DATA SHOWN:
==================================================
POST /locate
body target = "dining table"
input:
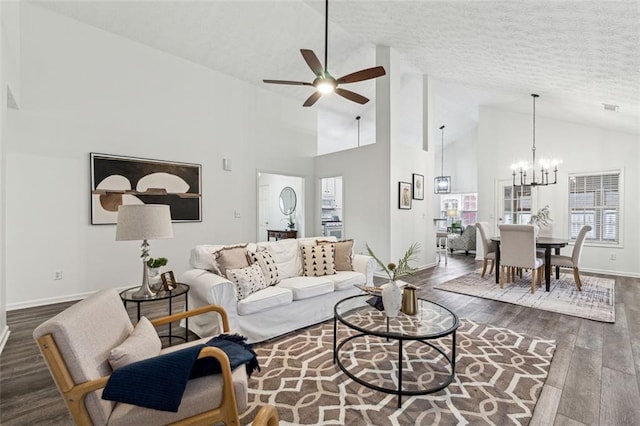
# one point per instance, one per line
(546, 243)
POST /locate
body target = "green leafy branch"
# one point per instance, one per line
(402, 268)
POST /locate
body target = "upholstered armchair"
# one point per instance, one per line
(466, 241)
(77, 347)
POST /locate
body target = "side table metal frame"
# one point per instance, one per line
(162, 295)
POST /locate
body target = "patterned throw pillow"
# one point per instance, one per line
(268, 266)
(234, 257)
(343, 255)
(318, 260)
(248, 280)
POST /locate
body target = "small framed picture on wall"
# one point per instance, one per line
(404, 195)
(418, 187)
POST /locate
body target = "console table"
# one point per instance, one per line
(280, 234)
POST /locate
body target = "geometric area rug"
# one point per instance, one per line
(499, 377)
(594, 302)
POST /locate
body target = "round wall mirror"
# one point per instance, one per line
(288, 200)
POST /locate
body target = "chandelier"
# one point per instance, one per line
(442, 184)
(522, 167)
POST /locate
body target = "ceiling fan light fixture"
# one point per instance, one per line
(326, 86)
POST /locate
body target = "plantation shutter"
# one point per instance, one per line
(595, 200)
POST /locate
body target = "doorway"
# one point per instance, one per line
(270, 213)
(332, 212)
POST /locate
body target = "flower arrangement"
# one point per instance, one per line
(401, 269)
(541, 218)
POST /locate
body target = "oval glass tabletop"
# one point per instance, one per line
(432, 320)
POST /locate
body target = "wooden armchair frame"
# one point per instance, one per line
(74, 394)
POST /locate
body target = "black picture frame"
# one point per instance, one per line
(418, 187)
(117, 180)
(168, 280)
(404, 195)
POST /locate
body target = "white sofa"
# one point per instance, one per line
(296, 301)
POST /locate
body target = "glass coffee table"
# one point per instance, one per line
(395, 355)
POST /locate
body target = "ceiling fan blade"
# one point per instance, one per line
(312, 99)
(312, 60)
(362, 75)
(352, 96)
(294, 83)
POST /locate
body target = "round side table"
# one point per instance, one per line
(180, 290)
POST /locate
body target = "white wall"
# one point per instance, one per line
(277, 220)
(505, 137)
(85, 90)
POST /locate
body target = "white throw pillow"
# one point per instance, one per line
(248, 280)
(142, 343)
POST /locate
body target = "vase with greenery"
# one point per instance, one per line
(542, 217)
(391, 294)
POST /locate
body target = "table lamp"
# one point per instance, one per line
(144, 222)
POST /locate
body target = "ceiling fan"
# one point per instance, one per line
(325, 82)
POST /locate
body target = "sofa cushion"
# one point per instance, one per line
(318, 260)
(264, 299)
(247, 280)
(343, 280)
(286, 255)
(142, 343)
(306, 287)
(342, 255)
(233, 257)
(267, 264)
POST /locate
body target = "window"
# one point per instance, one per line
(517, 204)
(594, 200)
(461, 208)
==================================================
TASK DETAILS: Among the lines above, please find those with "pillow" and copy them.

ANSWER BELOW:
body target = "patterned throw pillow"
body target = "white throw pillow"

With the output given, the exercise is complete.